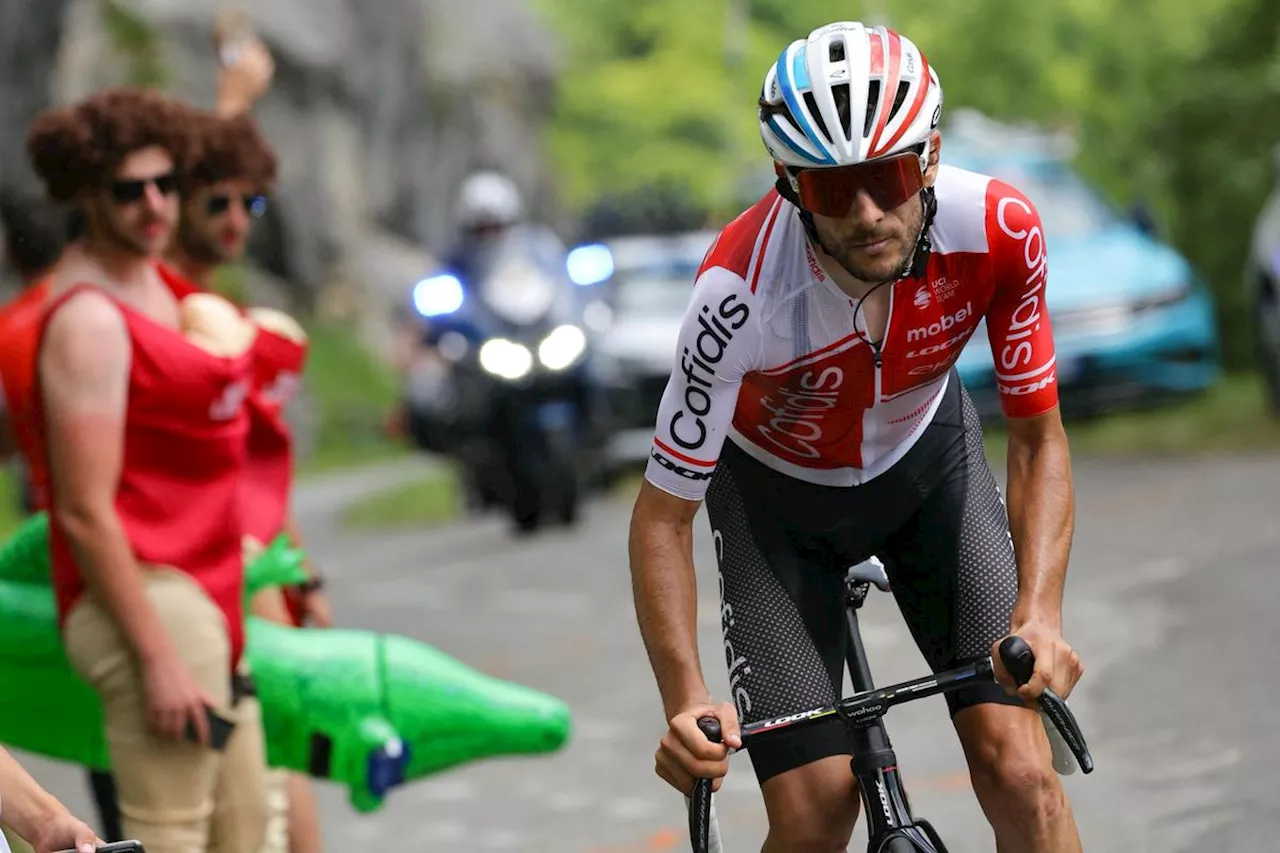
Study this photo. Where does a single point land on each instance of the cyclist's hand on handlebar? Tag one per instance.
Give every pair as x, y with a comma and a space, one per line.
1057, 666
685, 753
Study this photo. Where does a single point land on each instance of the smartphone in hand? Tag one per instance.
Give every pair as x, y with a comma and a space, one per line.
219, 730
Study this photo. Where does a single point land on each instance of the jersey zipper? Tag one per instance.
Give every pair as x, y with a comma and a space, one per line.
878, 349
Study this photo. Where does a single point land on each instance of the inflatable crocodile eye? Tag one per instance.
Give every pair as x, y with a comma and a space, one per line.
213, 324
278, 323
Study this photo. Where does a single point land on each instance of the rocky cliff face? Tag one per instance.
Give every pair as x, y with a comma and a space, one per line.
378, 112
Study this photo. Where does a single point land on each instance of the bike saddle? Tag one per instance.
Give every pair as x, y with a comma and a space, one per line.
869, 571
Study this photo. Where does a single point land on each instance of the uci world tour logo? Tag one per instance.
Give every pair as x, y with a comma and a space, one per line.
922, 297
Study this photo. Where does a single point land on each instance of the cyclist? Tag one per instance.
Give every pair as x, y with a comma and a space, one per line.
819, 341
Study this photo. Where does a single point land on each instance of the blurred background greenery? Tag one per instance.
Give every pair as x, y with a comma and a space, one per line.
1174, 105
613, 114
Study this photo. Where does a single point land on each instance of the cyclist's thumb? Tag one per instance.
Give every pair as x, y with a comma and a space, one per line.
731, 731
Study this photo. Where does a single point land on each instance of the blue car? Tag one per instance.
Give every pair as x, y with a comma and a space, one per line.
1133, 320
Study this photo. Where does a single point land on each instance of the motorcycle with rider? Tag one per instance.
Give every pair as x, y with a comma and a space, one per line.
501, 379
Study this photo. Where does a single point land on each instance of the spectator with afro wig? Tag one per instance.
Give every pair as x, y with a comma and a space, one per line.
141, 434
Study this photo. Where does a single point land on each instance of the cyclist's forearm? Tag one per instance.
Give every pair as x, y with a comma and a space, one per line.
666, 598
106, 562
1041, 518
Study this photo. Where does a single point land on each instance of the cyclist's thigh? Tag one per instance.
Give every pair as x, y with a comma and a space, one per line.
951, 565
782, 621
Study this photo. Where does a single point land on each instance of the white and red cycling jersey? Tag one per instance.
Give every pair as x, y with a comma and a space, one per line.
772, 357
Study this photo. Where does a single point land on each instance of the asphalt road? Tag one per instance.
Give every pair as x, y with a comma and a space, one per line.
1171, 601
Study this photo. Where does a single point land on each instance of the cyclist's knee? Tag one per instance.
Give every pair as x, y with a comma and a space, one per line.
812, 808
1009, 761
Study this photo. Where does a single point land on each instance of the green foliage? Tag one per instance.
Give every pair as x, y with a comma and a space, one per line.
352, 392
133, 36
1174, 104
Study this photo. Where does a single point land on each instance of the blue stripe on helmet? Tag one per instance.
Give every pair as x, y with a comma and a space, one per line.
786, 140
799, 72
792, 100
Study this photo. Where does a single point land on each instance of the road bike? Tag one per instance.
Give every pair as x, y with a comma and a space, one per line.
891, 826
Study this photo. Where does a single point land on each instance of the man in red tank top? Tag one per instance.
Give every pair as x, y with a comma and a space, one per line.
144, 433
224, 194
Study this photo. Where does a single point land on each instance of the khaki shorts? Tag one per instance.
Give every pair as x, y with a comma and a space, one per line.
174, 797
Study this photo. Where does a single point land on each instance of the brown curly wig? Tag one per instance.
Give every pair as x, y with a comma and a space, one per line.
232, 149
80, 146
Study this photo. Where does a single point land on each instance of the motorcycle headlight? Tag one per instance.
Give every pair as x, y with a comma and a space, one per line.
438, 295
562, 347
506, 359
590, 264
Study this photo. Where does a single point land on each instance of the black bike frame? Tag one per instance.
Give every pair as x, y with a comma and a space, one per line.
888, 813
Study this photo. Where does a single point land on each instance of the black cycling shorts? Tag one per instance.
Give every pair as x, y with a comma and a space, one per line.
937, 523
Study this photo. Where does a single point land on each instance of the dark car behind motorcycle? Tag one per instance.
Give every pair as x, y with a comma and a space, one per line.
503, 384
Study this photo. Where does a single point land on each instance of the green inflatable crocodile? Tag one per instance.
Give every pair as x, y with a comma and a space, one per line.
365, 710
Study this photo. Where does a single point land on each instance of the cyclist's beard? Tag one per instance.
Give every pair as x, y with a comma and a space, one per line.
873, 270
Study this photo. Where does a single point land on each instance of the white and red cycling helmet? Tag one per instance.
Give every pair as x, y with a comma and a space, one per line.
845, 96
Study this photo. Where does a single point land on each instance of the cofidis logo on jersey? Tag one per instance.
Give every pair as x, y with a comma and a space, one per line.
698, 364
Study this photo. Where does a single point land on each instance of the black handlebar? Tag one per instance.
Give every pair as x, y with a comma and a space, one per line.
1016, 657
700, 802
1020, 662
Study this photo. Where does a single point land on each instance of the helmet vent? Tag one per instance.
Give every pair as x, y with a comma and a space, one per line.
903, 89
812, 103
844, 95
872, 106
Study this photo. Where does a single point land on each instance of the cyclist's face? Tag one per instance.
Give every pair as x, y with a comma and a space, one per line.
872, 243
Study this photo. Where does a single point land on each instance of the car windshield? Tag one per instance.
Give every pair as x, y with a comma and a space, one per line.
654, 291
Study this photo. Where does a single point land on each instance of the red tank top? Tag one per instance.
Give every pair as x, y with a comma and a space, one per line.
184, 450
269, 477
19, 324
------------------------------------
Using the records above, please retype only the run of lines from the line holding "vent? Tag one per instance." through the last line, both ends included.

Study this photo. Where does a single point land on each instance of the helmet vent? Tag one per instance.
Give every pair as x, y with a comma and a space, one per line.
903, 89
812, 103
844, 95
872, 106
Study this photo. Where does a single point land on each instance of the cyclist's face? Tag one per instance.
Give every pair as x, y with a comma and a space, one per line.
872, 243
Study this photo. Where does a single point land on each instance of the car windshield? Tag one per instance.
Give every pair as x, y with a comma and a space, one per line.
654, 291
Study this photo. Where does a single point land on each instance of the red tank top? Tag one per instance.
Give every pair as x, y with a comma and a space, one per line.
184, 450
269, 477
19, 324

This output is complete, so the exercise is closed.